[Named-object pointing records]
○ ○ ○

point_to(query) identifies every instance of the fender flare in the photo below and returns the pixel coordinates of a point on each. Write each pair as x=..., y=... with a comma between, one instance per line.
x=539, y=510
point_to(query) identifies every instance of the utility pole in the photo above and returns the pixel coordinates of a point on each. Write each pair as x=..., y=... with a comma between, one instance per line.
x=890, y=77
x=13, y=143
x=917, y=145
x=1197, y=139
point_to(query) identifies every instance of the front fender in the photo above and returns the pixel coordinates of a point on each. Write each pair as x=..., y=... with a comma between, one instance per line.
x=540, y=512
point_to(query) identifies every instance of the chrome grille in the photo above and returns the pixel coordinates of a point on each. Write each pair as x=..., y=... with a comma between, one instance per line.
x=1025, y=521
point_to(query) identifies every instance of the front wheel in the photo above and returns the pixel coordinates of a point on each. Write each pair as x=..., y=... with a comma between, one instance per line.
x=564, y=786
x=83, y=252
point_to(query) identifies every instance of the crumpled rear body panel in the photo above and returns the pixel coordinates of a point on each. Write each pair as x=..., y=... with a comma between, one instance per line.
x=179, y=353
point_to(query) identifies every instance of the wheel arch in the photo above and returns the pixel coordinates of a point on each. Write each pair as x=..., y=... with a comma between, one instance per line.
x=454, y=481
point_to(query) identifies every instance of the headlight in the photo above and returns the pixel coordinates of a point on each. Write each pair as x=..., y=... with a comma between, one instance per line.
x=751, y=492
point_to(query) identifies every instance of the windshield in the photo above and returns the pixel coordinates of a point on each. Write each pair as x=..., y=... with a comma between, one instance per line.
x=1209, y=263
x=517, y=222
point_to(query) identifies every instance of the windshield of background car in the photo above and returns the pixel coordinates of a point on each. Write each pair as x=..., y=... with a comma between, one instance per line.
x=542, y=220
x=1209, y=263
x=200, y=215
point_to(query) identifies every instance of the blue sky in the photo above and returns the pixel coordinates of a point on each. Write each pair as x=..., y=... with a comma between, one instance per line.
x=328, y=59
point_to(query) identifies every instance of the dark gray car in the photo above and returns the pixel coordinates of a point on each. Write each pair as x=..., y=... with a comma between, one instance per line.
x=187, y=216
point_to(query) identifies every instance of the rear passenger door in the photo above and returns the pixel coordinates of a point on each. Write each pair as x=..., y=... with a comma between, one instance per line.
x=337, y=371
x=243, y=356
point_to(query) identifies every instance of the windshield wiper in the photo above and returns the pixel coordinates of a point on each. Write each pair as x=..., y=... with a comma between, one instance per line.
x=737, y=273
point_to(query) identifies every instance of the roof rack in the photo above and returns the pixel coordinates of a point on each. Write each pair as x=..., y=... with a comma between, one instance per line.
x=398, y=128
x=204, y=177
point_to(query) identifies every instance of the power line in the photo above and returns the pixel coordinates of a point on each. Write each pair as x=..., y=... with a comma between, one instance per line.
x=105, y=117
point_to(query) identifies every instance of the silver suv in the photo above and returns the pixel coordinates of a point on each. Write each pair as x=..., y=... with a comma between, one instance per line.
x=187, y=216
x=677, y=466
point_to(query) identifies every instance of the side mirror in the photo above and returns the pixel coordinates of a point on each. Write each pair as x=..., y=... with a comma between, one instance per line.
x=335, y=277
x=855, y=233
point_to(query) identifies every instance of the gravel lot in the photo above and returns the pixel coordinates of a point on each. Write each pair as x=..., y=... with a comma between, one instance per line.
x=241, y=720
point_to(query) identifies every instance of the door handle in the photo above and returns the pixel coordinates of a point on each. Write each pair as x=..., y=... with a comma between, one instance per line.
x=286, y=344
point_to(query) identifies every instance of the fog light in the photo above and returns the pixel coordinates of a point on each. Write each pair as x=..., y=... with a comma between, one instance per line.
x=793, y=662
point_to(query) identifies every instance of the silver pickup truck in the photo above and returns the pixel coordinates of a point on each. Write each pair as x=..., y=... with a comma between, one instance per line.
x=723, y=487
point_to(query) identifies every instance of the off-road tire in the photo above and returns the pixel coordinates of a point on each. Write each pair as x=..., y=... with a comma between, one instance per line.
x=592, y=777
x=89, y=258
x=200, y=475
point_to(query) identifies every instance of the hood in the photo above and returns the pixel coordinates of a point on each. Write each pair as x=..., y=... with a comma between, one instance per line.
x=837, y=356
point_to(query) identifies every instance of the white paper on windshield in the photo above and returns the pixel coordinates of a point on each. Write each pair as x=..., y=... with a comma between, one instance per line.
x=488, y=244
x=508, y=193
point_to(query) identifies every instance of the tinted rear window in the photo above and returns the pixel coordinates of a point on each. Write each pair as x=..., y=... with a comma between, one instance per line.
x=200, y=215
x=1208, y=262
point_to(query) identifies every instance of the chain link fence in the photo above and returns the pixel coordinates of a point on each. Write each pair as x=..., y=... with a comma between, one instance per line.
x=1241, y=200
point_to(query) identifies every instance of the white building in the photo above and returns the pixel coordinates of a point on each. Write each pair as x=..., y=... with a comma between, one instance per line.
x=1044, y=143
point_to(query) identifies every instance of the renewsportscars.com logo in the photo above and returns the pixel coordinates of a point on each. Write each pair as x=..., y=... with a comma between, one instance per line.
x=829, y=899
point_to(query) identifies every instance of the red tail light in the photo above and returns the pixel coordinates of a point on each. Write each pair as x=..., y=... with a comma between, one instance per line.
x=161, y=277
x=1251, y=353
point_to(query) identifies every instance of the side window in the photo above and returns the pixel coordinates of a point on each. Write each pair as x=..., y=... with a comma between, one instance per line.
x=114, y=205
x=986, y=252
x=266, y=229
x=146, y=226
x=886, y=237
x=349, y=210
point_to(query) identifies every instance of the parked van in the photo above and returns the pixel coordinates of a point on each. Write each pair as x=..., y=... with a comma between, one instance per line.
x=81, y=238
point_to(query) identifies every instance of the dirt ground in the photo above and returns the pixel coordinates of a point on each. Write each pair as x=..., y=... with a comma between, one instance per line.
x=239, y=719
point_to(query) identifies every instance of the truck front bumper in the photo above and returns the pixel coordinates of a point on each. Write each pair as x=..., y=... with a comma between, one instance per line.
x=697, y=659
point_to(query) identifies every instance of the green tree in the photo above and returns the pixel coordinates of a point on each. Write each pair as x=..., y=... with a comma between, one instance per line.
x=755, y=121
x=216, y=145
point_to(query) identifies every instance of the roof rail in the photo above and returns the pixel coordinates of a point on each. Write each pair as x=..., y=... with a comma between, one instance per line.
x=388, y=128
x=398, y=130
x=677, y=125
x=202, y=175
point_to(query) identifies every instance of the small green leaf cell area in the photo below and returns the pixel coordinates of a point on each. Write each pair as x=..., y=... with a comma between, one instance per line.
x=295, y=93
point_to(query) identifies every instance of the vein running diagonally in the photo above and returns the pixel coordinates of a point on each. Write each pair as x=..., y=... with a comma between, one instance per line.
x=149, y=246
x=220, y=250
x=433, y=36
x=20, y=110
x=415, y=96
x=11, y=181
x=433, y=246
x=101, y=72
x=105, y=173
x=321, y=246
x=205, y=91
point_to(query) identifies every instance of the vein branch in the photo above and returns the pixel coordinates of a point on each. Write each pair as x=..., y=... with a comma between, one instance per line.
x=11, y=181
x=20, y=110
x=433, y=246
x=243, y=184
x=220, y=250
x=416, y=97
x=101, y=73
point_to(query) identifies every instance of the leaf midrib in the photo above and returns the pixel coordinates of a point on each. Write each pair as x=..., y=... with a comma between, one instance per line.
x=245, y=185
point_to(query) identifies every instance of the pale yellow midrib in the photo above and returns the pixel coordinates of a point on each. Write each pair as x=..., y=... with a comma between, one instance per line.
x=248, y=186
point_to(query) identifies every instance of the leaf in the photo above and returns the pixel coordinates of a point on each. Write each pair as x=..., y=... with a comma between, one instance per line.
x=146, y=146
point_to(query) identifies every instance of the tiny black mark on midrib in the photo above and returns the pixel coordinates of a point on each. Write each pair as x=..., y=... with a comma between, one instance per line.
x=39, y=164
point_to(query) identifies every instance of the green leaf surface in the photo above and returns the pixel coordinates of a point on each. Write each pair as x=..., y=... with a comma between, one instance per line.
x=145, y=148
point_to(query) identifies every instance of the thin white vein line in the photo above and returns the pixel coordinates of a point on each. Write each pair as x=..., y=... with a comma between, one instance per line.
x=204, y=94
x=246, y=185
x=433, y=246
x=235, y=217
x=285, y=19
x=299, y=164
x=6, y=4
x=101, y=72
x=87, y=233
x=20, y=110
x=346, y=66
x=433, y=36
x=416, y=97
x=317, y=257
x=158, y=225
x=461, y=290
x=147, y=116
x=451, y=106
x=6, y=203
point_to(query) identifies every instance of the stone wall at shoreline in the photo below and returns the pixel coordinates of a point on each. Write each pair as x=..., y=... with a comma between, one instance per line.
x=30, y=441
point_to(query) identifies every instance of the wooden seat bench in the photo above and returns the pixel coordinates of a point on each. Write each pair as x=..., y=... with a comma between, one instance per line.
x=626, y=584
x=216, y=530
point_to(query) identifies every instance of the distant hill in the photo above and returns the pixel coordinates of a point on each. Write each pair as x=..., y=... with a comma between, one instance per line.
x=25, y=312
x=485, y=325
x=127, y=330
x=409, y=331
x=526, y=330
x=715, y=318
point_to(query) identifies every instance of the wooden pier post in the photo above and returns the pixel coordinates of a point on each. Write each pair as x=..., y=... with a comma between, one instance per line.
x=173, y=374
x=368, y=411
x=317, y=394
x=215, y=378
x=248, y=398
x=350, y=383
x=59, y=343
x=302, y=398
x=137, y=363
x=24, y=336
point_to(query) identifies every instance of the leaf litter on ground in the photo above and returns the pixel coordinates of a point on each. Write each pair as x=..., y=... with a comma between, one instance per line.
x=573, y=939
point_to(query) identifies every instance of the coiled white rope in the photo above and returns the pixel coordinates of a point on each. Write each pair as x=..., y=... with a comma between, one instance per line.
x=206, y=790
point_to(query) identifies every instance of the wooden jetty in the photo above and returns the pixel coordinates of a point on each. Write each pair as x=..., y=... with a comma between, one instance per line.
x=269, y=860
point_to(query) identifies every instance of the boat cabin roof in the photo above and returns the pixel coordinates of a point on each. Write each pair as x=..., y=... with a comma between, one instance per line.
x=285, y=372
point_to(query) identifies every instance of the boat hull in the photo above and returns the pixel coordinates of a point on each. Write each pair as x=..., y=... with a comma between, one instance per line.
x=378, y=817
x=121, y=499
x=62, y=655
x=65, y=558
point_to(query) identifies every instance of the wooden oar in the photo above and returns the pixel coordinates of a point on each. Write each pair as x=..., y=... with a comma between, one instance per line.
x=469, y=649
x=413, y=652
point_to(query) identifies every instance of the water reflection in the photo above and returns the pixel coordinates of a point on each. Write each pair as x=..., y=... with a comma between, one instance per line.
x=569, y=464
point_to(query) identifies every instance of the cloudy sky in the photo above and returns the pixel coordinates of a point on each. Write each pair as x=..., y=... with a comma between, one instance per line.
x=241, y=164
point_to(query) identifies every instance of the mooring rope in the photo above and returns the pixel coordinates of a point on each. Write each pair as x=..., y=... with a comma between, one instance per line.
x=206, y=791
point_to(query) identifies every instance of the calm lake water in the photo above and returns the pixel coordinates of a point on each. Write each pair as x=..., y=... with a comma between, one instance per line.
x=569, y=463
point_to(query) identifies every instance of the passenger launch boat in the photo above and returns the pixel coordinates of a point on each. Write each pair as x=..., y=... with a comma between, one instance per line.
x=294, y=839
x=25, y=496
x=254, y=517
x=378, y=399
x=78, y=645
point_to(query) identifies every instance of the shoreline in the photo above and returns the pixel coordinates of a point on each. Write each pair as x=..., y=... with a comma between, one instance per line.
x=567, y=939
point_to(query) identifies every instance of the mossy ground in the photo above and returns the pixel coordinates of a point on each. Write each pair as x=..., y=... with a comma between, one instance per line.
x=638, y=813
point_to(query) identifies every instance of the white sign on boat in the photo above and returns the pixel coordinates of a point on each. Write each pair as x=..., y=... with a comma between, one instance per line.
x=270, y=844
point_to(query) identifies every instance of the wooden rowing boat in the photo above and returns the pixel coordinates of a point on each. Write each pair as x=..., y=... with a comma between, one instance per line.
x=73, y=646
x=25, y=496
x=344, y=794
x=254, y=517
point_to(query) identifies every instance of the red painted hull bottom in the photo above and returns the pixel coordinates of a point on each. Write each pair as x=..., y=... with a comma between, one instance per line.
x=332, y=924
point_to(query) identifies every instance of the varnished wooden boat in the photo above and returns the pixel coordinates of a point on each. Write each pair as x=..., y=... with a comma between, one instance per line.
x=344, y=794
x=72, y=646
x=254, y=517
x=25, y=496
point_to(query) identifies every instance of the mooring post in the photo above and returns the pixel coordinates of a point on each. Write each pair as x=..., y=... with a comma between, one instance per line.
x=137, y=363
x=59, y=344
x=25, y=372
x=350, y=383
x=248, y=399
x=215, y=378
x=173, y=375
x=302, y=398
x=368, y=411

○ ○ ○

(Exercise) Copy the rows from the one containing "point_to(query) identifies every instance of the dirt" down through the one containing "x=239, y=719", replacing "dirt ground" with "muddy ground" and keeping everything else the same.

(Answer for this exercise)
point_to(query) identifies every instance of the muddy ground in the photo above and returns the pixel coordinates of a point on each. Write each pair as x=..., y=... with a comma between, one instance per line.
x=239, y=719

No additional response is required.